## begin DATASET
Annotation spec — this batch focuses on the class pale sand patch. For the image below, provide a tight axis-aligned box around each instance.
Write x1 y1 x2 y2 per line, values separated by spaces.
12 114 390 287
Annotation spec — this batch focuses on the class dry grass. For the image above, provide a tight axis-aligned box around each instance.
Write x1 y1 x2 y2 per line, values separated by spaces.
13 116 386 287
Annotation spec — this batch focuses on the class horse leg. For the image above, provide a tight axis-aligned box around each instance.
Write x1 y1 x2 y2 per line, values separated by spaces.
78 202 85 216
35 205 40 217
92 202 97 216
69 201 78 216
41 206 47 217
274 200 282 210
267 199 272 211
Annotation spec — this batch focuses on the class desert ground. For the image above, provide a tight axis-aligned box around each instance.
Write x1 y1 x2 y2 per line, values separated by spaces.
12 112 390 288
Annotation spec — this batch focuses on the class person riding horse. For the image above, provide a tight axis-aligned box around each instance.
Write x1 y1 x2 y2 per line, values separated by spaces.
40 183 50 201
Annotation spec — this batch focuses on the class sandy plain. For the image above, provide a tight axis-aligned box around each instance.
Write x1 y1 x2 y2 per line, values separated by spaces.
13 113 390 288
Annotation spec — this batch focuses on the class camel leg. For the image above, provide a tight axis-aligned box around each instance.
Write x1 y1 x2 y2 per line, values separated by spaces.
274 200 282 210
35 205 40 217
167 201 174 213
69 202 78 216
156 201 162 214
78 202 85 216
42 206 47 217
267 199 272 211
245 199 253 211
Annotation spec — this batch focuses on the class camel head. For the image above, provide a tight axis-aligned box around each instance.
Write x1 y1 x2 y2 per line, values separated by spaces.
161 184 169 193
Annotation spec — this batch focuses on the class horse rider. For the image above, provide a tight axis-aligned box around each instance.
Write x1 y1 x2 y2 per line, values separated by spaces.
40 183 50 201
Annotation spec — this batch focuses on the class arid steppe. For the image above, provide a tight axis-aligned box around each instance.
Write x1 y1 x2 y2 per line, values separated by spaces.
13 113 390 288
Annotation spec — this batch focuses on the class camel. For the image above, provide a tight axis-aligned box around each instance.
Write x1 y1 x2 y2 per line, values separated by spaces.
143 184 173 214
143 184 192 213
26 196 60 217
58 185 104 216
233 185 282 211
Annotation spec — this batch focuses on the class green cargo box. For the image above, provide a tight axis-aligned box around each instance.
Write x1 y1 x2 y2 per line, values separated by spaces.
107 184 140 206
## end DATASET
Render everything from the start of the records down to and including the line that contains "13 116 386 287" as a numbered list, leaving out any blank lines.

1. Annotation spec — this batch focuses on the class pale sand patch. For the image below, provide a tight axis-aligned box around each instance.
2. Write x1 y1 x2 y2 per line, values separated by spaces.
3. 12 114 390 287
4. Annotation spec — this batch focuses on the class dry grass. For the image above, provide a tight axis-aligned box around each instance.
5. Write x1 y1 x2 y2 per line, values separated by spaces.
6. 13 116 386 287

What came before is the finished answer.